- The Dow Jones Industrial Average (DJIA) scored a triple-digit rally on Monday.
- White House makes strong progress on testing as Kushner hopes to double the expected testing capacity in May.
- White House will shift towards the economic re-opening and move away from health-related briefings.
The U.S. stock market begins the week on a strong footing as the White House pivots towards re-opening the economy. The Dow Jones Industrial Average (DJIA) added another triple-digit rally to its ongoing recovery.
Jared Kushner declared something of a breakthrough for coronavirus testing late on Sunday night. Testing capacity will ramp up significantly in May, he said, and may even double the expected figures.
We feel really good. We’ve eliminated a lot of problems when it comes to testing and I think we will continue to see it do better and better over the coming weeks.
Widespread testing is a crucial aspect of safely re-opening the American economy.
Dow rally points to a strong week
After a jittery overnight session for stock futures, the Dow Jones Industrial Average rose 132 points or 0.56% on Monday morning. That lifted the DJIA to 23,907.30.
The S&P 500 and Nasdaq were both up 0.78% as of 9:35 am ET.
Coronavirus testing breakthrough
Kushner is part of the White House coronavirus task force led by Vice President Mike Pence. His team has been tasked with streamlining the supply chain of testing kits and hospital equipment. Kushner made a crucial breakthrough, he explained, by moving the supply chains back to the U.S.
We’re on-shoring a lot of these industries, working to make sure we’re never reliant on foreign supplies again.
The U.S. has been accused of reacting too slowly on testing since the coronavirus outbreak began. The Centers for Disease Control (CDC) issued a faulty test in the early stages of the pandemic which put the U.S. on the back foot. Those issues have been largely resolved, according to Kushner, and capacity will be ramped up significantly in May.
We figured out how to really stimulate that supply. We believe by the month of April we will have close to five million tests that will be performed. We’re anticipating for the month of May, the number we were originally asked to do, we can exceed it … we think we can double that number and we should have more than ample amount of tests in the market for the month of May.
Dow Jones bullish on testing capacity
Investors are monitoring America’s testing capability closely as it’s a crucial element for re-opening the economy. Salman Ahmed, chief investment strategist at Lombard Odier Investment Management explains:
What will be critical [for easing lockdowns] will be the testing capacity and the efficacy of track and trace programs.
Many analysts claim the stock market has limited upside until widespread testing is available. Only then can we fully understand the prevalence of the virus in the community. It’s also crucial in order to trace and isolate individual cases of the virus.

**DATA TO EXAMINE**:
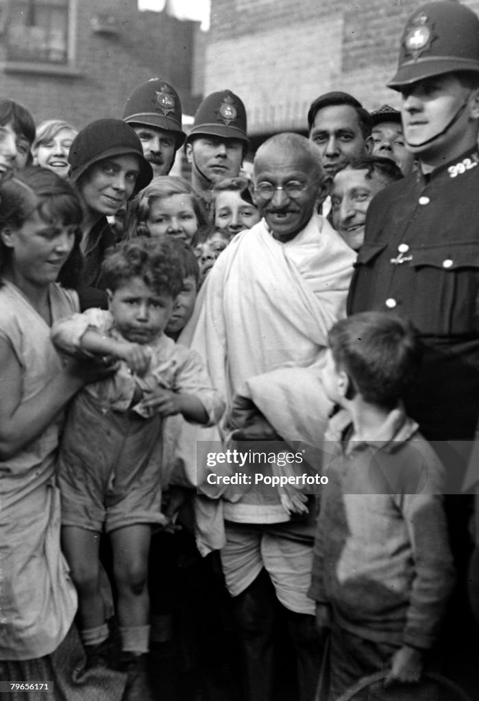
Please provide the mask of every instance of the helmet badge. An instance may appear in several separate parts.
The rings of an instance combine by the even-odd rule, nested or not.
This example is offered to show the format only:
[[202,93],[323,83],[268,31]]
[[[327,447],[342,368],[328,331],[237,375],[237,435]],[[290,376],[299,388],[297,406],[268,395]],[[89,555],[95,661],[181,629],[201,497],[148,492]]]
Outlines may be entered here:
[[175,97],[173,91],[167,85],[160,86],[159,90],[155,90],[156,107],[164,116],[175,111]]
[[229,95],[223,98],[223,102],[215,111],[219,113],[218,119],[224,122],[227,126],[229,126],[231,122],[234,122],[238,115],[238,111],[234,106],[234,100]]
[[411,24],[406,29],[403,39],[405,54],[412,57],[414,61],[424,51],[431,49],[431,44],[437,39],[433,35],[433,27],[429,24],[429,18],[424,12],[413,18]]

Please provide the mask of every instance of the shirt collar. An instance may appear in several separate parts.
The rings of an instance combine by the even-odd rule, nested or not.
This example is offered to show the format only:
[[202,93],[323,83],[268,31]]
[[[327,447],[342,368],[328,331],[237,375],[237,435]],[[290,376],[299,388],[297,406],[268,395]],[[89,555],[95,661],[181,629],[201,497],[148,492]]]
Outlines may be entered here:
[[346,447],[353,432],[353,423],[349,413],[346,409],[341,409],[330,421],[331,433],[337,435],[346,452],[366,447],[392,452],[398,445],[409,440],[418,428],[417,423],[406,416],[404,407],[400,406],[388,414],[383,423],[378,427],[374,440],[354,441],[353,445]]
[[477,145],[468,149],[463,154],[449,161],[447,163],[434,168],[430,173],[424,174],[421,170],[419,165],[416,171],[417,182],[421,183],[429,182],[431,180],[436,180],[438,178],[443,179],[455,180],[461,175],[474,170],[479,165],[479,150]]

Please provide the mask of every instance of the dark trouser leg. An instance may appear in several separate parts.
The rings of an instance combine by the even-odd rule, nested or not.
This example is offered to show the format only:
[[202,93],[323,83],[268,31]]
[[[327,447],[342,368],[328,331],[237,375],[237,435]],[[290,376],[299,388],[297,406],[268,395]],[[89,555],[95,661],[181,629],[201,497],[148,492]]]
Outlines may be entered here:
[[233,608],[244,657],[246,701],[269,701],[277,604],[266,570],[234,598]]
[[313,701],[323,653],[316,631],[314,616],[286,610],[286,620],[296,652],[299,700]]
[[397,647],[353,635],[333,622],[330,648],[330,701],[362,677],[386,669]]

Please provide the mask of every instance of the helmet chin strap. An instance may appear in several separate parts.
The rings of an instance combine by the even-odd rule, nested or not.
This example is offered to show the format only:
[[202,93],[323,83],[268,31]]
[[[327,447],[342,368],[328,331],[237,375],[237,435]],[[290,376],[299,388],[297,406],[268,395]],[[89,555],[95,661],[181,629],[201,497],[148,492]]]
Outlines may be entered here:
[[451,128],[451,127],[453,126],[456,123],[456,122],[457,121],[457,120],[459,118],[459,117],[462,114],[463,111],[466,109],[466,105],[467,104],[468,99],[469,99],[469,95],[468,95],[467,97],[466,98],[466,100],[464,100],[464,101],[463,102],[463,103],[461,105],[461,107],[459,107],[459,109],[457,110],[457,111],[454,115],[454,116],[452,117],[452,118],[446,124],[446,125],[445,126],[444,129],[443,129],[442,131],[440,131],[440,132],[438,132],[438,133],[435,134],[434,136],[431,136],[431,137],[430,139],[426,139],[426,141],[421,142],[421,144],[410,144],[407,141],[407,139],[405,139],[405,140],[406,144],[407,144],[407,146],[411,146],[411,147],[412,147],[413,149],[415,149],[417,147],[426,146],[428,144],[430,144],[431,142],[435,141],[436,139],[438,139],[440,136],[443,136],[443,134],[445,134],[446,132],[449,131],[449,130]]

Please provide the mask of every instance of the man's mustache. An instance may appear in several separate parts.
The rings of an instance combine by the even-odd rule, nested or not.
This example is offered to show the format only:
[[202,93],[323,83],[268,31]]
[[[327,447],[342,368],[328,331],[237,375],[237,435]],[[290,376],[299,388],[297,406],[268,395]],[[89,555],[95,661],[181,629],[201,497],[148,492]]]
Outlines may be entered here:
[[152,156],[151,154],[149,154],[147,156],[147,161],[149,161],[150,163],[154,163],[155,165],[163,165],[165,163],[163,158],[157,156]]

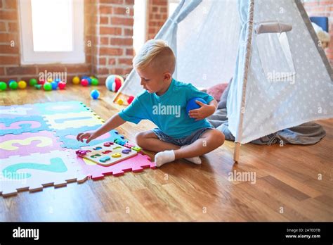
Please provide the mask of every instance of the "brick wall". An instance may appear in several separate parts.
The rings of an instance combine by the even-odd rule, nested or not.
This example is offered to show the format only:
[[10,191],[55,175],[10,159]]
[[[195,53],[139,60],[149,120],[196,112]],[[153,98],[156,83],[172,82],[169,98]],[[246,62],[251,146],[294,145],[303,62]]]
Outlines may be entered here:
[[126,75],[132,69],[134,0],[99,0],[96,3],[92,72],[101,80],[110,74]]
[[[125,75],[131,69],[134,0],[84,0],[86,63],[20,64],[17,0],[0,0],[0,80],[37,78],[39,73],[96,75],[103,82],[109,74]],[[11,46],[11,42],[15,46]]]
[[[89,4],[93,0],[85,0]],[[86,42],[93,32],[91,26],[90,16],[93,9],[85,8]],[[19,31],[18,1],[0,0],[0,80],[8,81],[30,78],[38,78],[39,73],[66,72],[67,79],[74,75],[89,75],[91,67],[91,47],[86,45],[86,63],[83,64],[29,65],[20,64],[20,38]],[[13,44],[13,45],[11,45]]]
[[168,18],[168,0],[147,0],[147,39],[151,39],[157,34]]
[[329,46],[325,49],[325,51],[331,66],[333,66],[333,1],[306,0],[303,6],[309,17],[326,16],[329,18],[329,32],[331,41]]
[[[125,76],[132,69],[134,0],[84,0],[86,63],[20,64],[18,0],[0,0],[0,80],[38,78],[39,73],[95,75],[101,82],[110,74]],[[147,0],[147,39],[167,18],[168,0]],[[11,43],[15,43],[11,46]]]

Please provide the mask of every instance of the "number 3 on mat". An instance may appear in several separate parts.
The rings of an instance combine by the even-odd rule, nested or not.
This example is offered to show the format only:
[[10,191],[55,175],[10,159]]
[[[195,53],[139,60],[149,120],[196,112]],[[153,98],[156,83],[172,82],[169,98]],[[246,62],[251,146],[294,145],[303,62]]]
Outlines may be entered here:
[[45,147],[52,145],[52,139],[48,137],[37,136],[34,137],[29,137],[25,139],[11,139],[0,143],[0,149],[7,151],[14,151],[18,149],[18,146],[13,146],[14,144],[19,144],[22,146],[27,146],[34,140],[38,140],[41,142],[36,146]]
[[8,179],[27,179],[31,177],[28,172],[17,172],[20,169],[34,169],[53,172],[64,172],[67,170],[63,159],[60,158],[53,158],[50,159],[51,164],[39,164],[33,163],[20,163],[13,164],[2,170],[4,177]]

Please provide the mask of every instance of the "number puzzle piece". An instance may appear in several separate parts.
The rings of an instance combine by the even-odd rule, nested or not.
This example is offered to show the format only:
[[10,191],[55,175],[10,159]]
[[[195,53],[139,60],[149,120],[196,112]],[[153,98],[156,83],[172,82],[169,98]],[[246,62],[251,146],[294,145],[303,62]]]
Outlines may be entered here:
[[44,115],[50,127],[53,130],[100,125],[103,120],[91,111],[59,113]]
[[57,103],[39,103],[34,106],[41,115],[51,115],[56,113],[74,113],[89,111],[82,102],[79,101],[59,101]]
[[110,159],[111,159],[111,158],[110,158],[110,156],[103,156],[103,158],[100,158],[100,162],[101,162],[101,163],[105,163],[105,162],[110,161]]
[[112,143],[115,139],[120,138],[120,134],[117,134],[115,132],[115,130],[111,130],[106,134],[99,137],[98,139],[95,139],[86,144],[84,142],[78,142],[77,140],[77,135],[80,132],[89,132],[95,131],[101,125],[90,126],[90,127],[81,127],[79,128],[70,128],[63,130],[56,130],[56,135],[59,137],[59,140],[63,142],[63,146],[65,148],[70,148],[73,149],[79,149],[82,146],[95,146],[101,143]]
[[127,148],[132,148],[133,146],[136,146],[135,144],[133,144],[129,142],[126,142],[125,143],[125,144],[124,144],[124,146],[127,147]]
[[125,150],[122,150],[122,153],[123,153],[124,154],[128,154],[131,151],[131,150],[130,149],[126,149]]
[[0,194],[7,196],[20,190],[37,191],[46,185],[61,187],[70,182],[84,182],[86,175],[81,171],[73,153],[67,151],[53,151],[1,160]]
[[108,153],[111,153],[111,152],[112,152],[112,151],[109,151],[109,150],[107,150],[107,151],[102,151],[102,153],[103,153],[103,154],[108,154]]
[[0,159],[56,150],[62,151],[63,149],[51,131],[0,136]]
[[[121,136],[120,137],[124,138],[124,136]],[[124,146],[126,143],[127,143],[127,139],[122,140],[122,139],[115,139],[115,143],[120,144],[121,146]]]
[[116,153],[112,154],[111,156],[112,158],[119,158],[122,156],[122,154],[117,152]]
[[140,151],[141,151],[141,150],[142,150],[141,147],[136,146],[133,146],[133,147],[131,147],[131,149],[132,150],[133,150],[133,151],[136,151],[136,152],[140,152]]
[[[100,164],[100,165],[103,165],[105,166],[105,165],[110,165],[112,164],[117,163],[120,161],[124,161],[124,159],[126,159],[130,157],[133,157],[137,154],[136,151],[131,151],[131,149],[122,146],[117,144],[117,143],[114,143],[113,145],[115,147],[112,148],[112,151],[111,150],[104,151],[105,149],[107,149],[107,148],[105,148],[105,146],[103,146],[103,144],[104,143],[100,144],[98,145],[95,146],[95,147],[93,147],[93,149],[97,149],[97,148],[99,149],[100,147],[103,148],[102,151],[100,151],[101,153],[98,151],[95,151],[95,152],[92,152],[91,153],[89,153],[84,156],[82,156],[82,157],[86,159],[90,160],[97,164]],[[86,151],[86,150],[89,150],[89,149],[93,149],[93,147],[91,146],[82,147],[80,151]],[[122,151],[123,151],[123,152],[125,152],[124,154],[122,153]],[[108,154],[108,155],[107,156],[103,155],[102,156],[100,156],[102,154]],[[100,161],[99,161],[100,158],[98,158],[100,156],[102,156],[102,157],[109,156],[110,157],[110,161],[107,161],[107,163],[103,163]]]
[[19,134],[22,132],[37,132],[42,130],[51,131],[51,129],[41,116],[0,118],[0,135]]
[[29,117],[38,115],[38,111],[33,105],[11,106],[0,107],[0,115],[6,118]]
[[148,156],[143,155],[141,153],[110,165],[96,164],[79,157],[77,157],[77,161],[81,167],[82,172],[94,180],[103,179],[106,175],[120,176],[129,171],[138,172],[143,171],[147,168],[156,168],[155,163],[152,162]]
[[100,155],[100,154],[93,154],[92,156],[91,156],[90,157],[92,158],[96,158],[98,156],[102,156],[102,155]]

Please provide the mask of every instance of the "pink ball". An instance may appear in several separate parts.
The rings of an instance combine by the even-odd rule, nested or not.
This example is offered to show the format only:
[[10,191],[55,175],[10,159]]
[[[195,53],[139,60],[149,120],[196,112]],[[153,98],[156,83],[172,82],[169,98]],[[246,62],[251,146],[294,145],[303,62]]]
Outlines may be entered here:
[[63,82],[60,82],[58,84],[58,87],[59,87],[59,89],[64,89],[65,87],[66,87],[66,84]]
[[38,84],[41,85],[44,85],[45,83],[45,80],[44,79],[41,79],[40,80],[38,80]]
[[134,96],[130,96],[129,99],[127,99],[127,103],[129,105],[132,103],[133,100],[134,99]]
[[81,85],[82,85],[83,87],[87,87],[89,84],[89,82],[86,79],[82,79],[81,80]]

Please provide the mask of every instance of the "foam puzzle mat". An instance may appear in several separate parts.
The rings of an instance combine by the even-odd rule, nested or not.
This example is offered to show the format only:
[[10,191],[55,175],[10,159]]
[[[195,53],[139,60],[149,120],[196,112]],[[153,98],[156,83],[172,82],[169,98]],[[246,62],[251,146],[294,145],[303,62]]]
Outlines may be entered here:
[[[79,132],[95,130],[104,120],[79,101],[48,102],[0,106],[0,194],[42,190],[44,187],[66,186],[119,176],[126,172],[155,168],[149,156],[133,156],[104,166],[77,156],[78,149],[104,142],[115,142],[136,149],[117,130],[92,140],[79,142]],[[134,148],[133,148],[134,147]]]

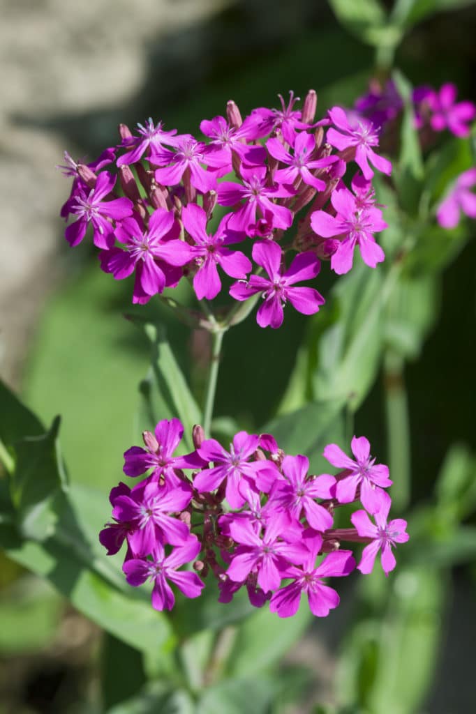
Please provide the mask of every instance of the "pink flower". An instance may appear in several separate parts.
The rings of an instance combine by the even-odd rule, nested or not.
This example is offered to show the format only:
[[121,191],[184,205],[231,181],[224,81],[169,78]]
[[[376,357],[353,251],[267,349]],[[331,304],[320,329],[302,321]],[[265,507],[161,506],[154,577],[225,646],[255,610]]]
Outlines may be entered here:
[[378,208],[360,208],[362,201],[360,196],[356,198],[347,188],[337,188],[331,195],[331,203],[337,215],[314,211],[311,216],[311,227],[318,236],[343,236],[331,258],[331,268],[338,275],[348,273],[352,268],[356,246],[360,248],[364,263],[370,268],[375,268],[385,258],[372,234],[383,231],[388,227],[387,224]]
[[455,104],[457,93],[456,85],[448,83],[443,84],[439,92],[428,94],[425,101],[433,112],[430,123],[435,131],[447,129],[455,136],[469,136],[467,123],[476,116],[476,106],[472,101]]
[[281,270],[282,251],[272,241],[259,241],[252,250],[253,260],[265,269],[269,278],[252,275],[247,283],[234,283],[229,294],[235,300],[247,300],[257,293],[262,293],[264,302],[259,307],[257,321],[260,327],[269,326],[276,329],[282,324],[283,306],[287,301],[304,315],[313,315],[324,303],[324,298],[314,288],[294,288],[301,280],[315,278],[320,263],[313,253],[301,253],[293,259],[285,272]]
[[[290,528],[291,521],[286,513],[275,513],[269,518],[260,536],[247,520],[235,520],[229,524],[233,540],[239,543],[232,556],[227,570],[228,577],[238,583],[244,582],[252,570],[257,571],[259,587],[268,593],[276,590],[284,577],[282,573],[289,563],[304,562],[307,550],[296,542],[295,529]],[[289,535],[294,542],[281,540]]]
[[187,526],[170,514],[183,511],[191,501],[192,488],[184,483],[168,488],[146,480],[130,496],[115,499],[112,517],[132,524],[134,530],[128,538],[131,548],[136,555],[148,555],[159,541],[174,545],[185,543],[190,534]]
[[78,184],[68,202],[68,212],[75,213],[76,221],[66,229],[65,237],[70,246],[77,246],[86,235],[89,223],[93,226],[94,245],[110,248],[114,245],[114,226],[111,218],[120,221],[132,215],[133,204],[129,198],[104,201],[112,191],[116,177],[103,171],[99,174],[94,188],[89,190]]
[[182,212],[185,230],[195,241],[190,253],[199,263],[194,276],[194,290],[199,300],[212,300],[219,293],[222,283],[217,266],[219,265],[232,278],[245,278],[252,263],[241,251],[230,251],[226,246],[242,240],[242,234],[227,231],[229,216],[220,222],[214,235],[207,232],[207,214],[196,203],[186,206]]
[[292,146],[297,129],[308,129],[309,125],[301,121],[302,112],[294,108],[296,102],[299,101],[299,98],[295,97],[292,91],[289,91],[289,101],[287,105],[284,104],[281,94],[278,94],[278,96],[281,102],[280,109],[268,109],[267,107],[261,106],[257,109],[253,109],[251,116],[257,115],[260,117],[262,136],[280,129],[284,141]]
[[382,567],[386,575],[392,570],[396,565],[395,558],[392,552],[396,543],[406,543],[410,538],[405,532],[407,521],[402,518],[395,518],[390,523],[387,522],[390,508],[389,498],[380,511],[375,514],[374,518],[377,525],[374,525],[365,511],[357,511],[350,516],[350,520],[362,538],[372,538],[372,542],[364,548],[357,565],[357,570],[367,575],[372,573],[375,556],[381,550],[380,560]]
[[294,192],[282,186],[268,186],[265,166],[242,166],[241,173],[242,186],[223,181],[218,186],[218,203],[221,206],[234,206],[244,199],[244,203],[231,216],[228,227],[252,236],[259,213],[262,218],[272,217],[273,228],[289,228],[292,223],[292,212],[284,206],[273,203],[272,199],[289,198]]
[[278,183],[292,185],[298,176],[304,183],[312,186],[316,191],[324,191],[325,181],[317,178],[312,171],[316,169],[329,166],[339,161],[337,156],[324,156],[322,159],[313,158],[312,153],[316,148],[316,139],[313,134],[302,131],[297,134],[294,144],[294,156],[287,151],[281,141],[275,138],[268,139],[266,146],[274,159],[282,164],[288,164],[287,169],[278,169],[273,178]]
[[200,543],[194,536],[179,548],[175,548],[165,557],[164,546],[156,545],[152,560],[133,558],[122,566],[129,585],[137,587],[149,579],[154,583],[152,607],[154,610],[172,610],[175,597],[167,583],[170,580],[187,598],[198,598],[204,588],[196,573],[178,571],[177,568],[193,560],[200,552]]
[[360,486],[362,505],[370,513],[375,513],[386,506],[390,500],[382,490],[392,486],[388,476],[388,466],[375,463],[370,456],[370,444],[365,436],[354,436],[351,443],[355,461],[349,458],[337,444],[328,444],[324,450],[324,457],[337,468],[350,473],[337,481],[336,496],[339,503],[350,503],[355,499]]
[[[205,144],[184,135],[177,139],[175,152],[163,149],[151,156],[151,163],[162,166],[155,171],[155,180],[162,186],[177,186],[186,171],[189,172],[190,183],[198,191],[206,193],[217,187],[216,171],[207,171],[202,164],[222,166],[222,157],[218,152],[205,156]],[[225,156],[225,163],[227,158]],[[169,164],[169,166],[165,166]]]
[[155,428],[155,436],[144,431],[147,449],[132,446],[124,455],[124,473],[128,476],[139,476],[152,468],[152,478],[158,481],[163,476],[167,486],[179,486],[180,480],[174,468],[199,468],[203,462],[195,451],[185,456],[172,454],[182,441],[184,427],[179,419],[162,419]]
[[200,124],[200,131],[211,141],[206,150],[209,156],[217,152],[227,159],[229,170],[232,169],[232,152],[235,151],[242,161],[248,166],[259,166],[266,161],[266,150],[263,146],[249,146],[247,141],[253,141],[262,136],[258,130],[260,123],[257,116],[247,116],[239,127],[232,126],[224,116],[215,116],[211,120],[204,119]]
[[306,456],[285,456],[282,471],[286,480],[279,481],[272,491],[268,503],[277,510],[289,511],[296,520],[302,512],[307,523],[315,531],[324,532],[332,528],[332,516],[315,498],[331,498],[331,489],[335,478],[323,474],[314,478],[307,478],[309,459]]
[[460,211],[476,218],[476,193],[470,191],[476,186],[476,169],[460,174],[449,193],[437,208],[437,220],[442,228],[455,228],[460,222]]
[[339,550],[329,553],[316,568],[316,558],[322,545],[322,538],[307,531],[303,541],[306,544],[307,555],[302,568],[291,566],[287,568],[284,577],[293,578],[294,580],[274,593],[269,603],[271,612],[277,613],[280,618],[289,618],[296,614],[302,593],[307,595],[312,614],[318,618],[326,617],[329,610],[337,607],[339,598],[332,588],[324,585],[322,578],[347,575],[355,567],[352,552]]
[[362,119],[351,123],[339,106],[329,109],[329,116],[332,124],[340,131],[337,131],[332,127],[328,129],[327,141],[339,151],[355,146],[355,161],[366,178],[372,178],[374,175],[369,161],[383,174],[389,176],[392,173],[390,162],[379,156],[372,148],[379,144],[378,134],[372,122]]
[[271,461],[250,461],[259,445],[259,437],[239,431],[233,437],[229,451],[215,439],[207,439],[197,450],[199,456],[207,463],[213,461],[213,468],[204,468],[195,476],[194,487],[199,493],[212,491],[227,479],[227,501],[232,508],[240,508],[244,497],[239,488],[242,478],[254,481],[260,472],[279,477],[276,466]]
[[105,273],[112,273],[116,280],[127,278],[135,270],[132,301],[147,302],[170,284],[169,267],[184,266],[191,258],[189,246],[176,240],[179,231],[173,211],[165,208],[156,208],[145,232],[135,218],[127,218],[115,231],[125,249],[113,247],[101,251],[101,268]]
[[122,156],[119,156],[117,159],[118,166],[135,164],[148,150],[161,151],[164,149],[164,144],[169,146],[174,146],[177,143],[178,138],[174,136],[174,134],[177,134],[177,129],[164,131],[162,121],[159,121],[157,126],[154,126],[153,120],[149,118],[146,121],[145,126],[142,124],[137,124],[137,126],[140,136],[129,136],[123,139],[121,143],[121,146],[126,147],[130,151]]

**PROBLEM DESCRIPTION**: Continue the article on the Dow rally and coronavirus testing from its last sentence. The entries come from a different source than the article.

**RESULT OF THIS TASK**:
White House shifts away from health and back to the economy
We’re expecting another big shift from the White House this week. According to insiders, the Trump administration will begin sidelining health experts like Dr. Anthony Fauci and Dr. Deborah Birx. Instead, the briefings will now focus on rebuilding the economy.
Expect to see a pivot from the White House in the days ahead, focusing on the economy and a more hopeful, forward-looking message.
This will be a welcome shift for investors who can begin to price in the timeline for economic recovery.
The stock market bear case
While investors are mostly optimistic on testing, therapeutics, and ultimately a vaccine, not everyone is so hopeful. Richard Harris at Port Shelter Investment Management compared recent stock market action to the Great Depression and sees an “inevitable” reversal coming.
I suspect the recovery will be faster [than Great Depression] but I think another leg down, with a lot of bad news to come, and a lot of good news already in the market, I think there’s almost an inevitability about that.
Goldman Sachs analysts also pointed to the increasingly narrow scope of the stock market as a reason to be cautious. Just six stocks comprise 25% of the entire S&P 500 market capitalization. And they’re all tech stocks. The market hasn’t been this concentrated since the dot-com bubble. Goldman Sachs warned it could signal another downturn.
Narrow breadth can last for extended periods, but past episodes have signaled below-average market returns and eventual momentum reversals.
Focus this week will be on a raft of tech earnings from Alphabet, Apple, Tesla, and Amazon. The Federal Open Market Committee will also meet on Tuesday and Wednesday. They are expected to hold rates at zero.
Disclaimer: The author holds no investment position in the assets mentioned above.